--- Required tasks ---
• A. From the abstract on oxygen delivery and kidney injury, reproduce everything from "Patients undergoing coronary" down to "serum creatinine (PPSC)." word for word.
• B. How many patients were included in the study described in the oxygen delivery abstract?
• C. According to the oxygen delivery abstract, why did the study look at low oxygen delivery in relation to kidney function?

--- Source passage ---

Duration of Critically Low Oxygen Delivery is Associated With Acute Kidney Injury After Cardiac Surgery

Acta Anaesthesiol Scand. 2019 Aug 22. [Epub ahead of print]

Acute kidney injury is a serious complication following cardiac surgery associated with mortality. Restricted oxygen delivery is a potential risk factor for acute kidney injury. The aim of this study was to investigate the impact of the duration of low oxygen delivery (<272 mL. min−1.m−2), during cardiopulmonary bypass on kidney function.

Background

Acute kidney injury is a serious complication following cardiac surgery associated with mortality. Restricted oxygen delivery is a potential risk factor for acute kidney injury. The aim of this study was to investigate the impact of the duration of low oxygen delivery (<272 mL. min−1.m−2), during cardiopulmonary bypass on kidney function.

Methods

Patients undergoing coronary artery bypass graft surgery ± valve repair were included n=1968. Oxygen delivery was monitored during cardiopulmonary bypass. Data were explored using multiple regression analyses regarding association between low oxygen delivery and renal replacement therapy (RRT), acute kidney injury (AKI) and postoperative peak serum creatinine (PPSC).

--- Information given ---
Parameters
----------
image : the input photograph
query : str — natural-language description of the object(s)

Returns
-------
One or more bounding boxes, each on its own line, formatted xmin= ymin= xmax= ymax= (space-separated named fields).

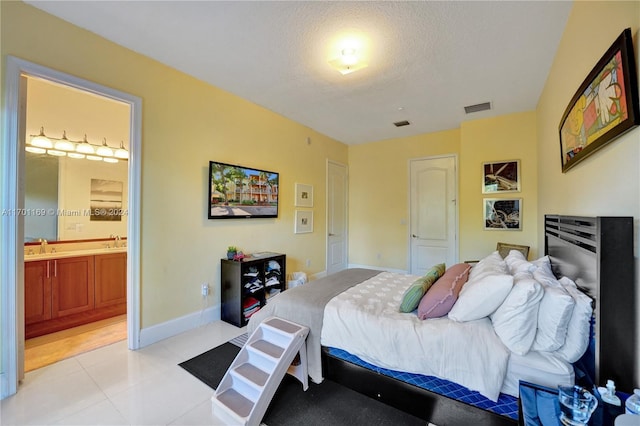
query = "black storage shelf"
xmin=220 ymin=253 xmax=287 ymax=327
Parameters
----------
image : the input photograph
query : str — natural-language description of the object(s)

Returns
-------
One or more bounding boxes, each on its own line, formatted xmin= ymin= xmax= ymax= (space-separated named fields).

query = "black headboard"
xmin=545 ymin=215 xmax=638 ymax=392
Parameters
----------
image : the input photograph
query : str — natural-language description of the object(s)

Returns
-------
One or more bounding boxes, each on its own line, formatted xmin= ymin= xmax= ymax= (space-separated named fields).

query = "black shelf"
xmin=220 ymin=253 xmax=287 ymax=327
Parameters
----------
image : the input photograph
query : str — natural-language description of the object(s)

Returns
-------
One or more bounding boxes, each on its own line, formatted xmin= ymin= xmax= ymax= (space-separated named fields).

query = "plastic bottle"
xmin=624 ymin=389 xmax=640 ymax=416
xmin=598 ymin=380 xmax=622 ymax=407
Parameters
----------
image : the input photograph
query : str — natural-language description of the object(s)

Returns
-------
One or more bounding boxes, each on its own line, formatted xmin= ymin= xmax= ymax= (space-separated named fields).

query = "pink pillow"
xmin=418 ymin=263 xmax=471 ymax=319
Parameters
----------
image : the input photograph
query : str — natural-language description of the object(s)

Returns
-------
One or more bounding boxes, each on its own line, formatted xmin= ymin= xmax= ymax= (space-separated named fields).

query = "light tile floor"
xmin=0 ymin=321 xmax=246 ymax=426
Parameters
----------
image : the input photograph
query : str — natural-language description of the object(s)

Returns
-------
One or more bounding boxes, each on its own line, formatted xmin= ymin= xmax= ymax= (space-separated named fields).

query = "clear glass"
xmin=558 ymin=385 xmax=598 ymax=426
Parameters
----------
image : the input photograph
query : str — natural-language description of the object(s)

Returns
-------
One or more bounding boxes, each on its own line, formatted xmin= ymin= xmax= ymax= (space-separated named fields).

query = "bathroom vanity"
xmin=24 ymin=247 xmax=127 ymax=339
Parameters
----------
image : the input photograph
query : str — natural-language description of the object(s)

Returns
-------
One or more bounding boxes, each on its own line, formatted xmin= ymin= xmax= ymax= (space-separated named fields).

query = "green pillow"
xmin=400 ymin=263 xmax=446 ymax=313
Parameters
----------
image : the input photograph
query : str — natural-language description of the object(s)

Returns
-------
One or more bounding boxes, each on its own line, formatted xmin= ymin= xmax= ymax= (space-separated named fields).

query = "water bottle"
xmin=624 ymin=389 xmax=640 ymax=416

--- Answers by item number ---
• A.
Patients undergoing coronary artery bypass graft surgery ± valve repair were included n=1968. Oxygen delivery was monitored during cardiopulmonary bypass. Data were explored using multiple regression analyses regarding association between low oxygen delivery and renal replacement therapy (RRT), acute kidney injury (AKI) and postoperative peak serum creatinine (PPSC).

• B. 1,968 patients were included.

• C. Acute kidney injury is a serious complication after cardiac surgery and is associated with mortality. Restricted oxygen delivery is a potential risk factor for it, so the study examined how the duration of low oxygen delivery during cardiopulmonary bypass affects kidney function.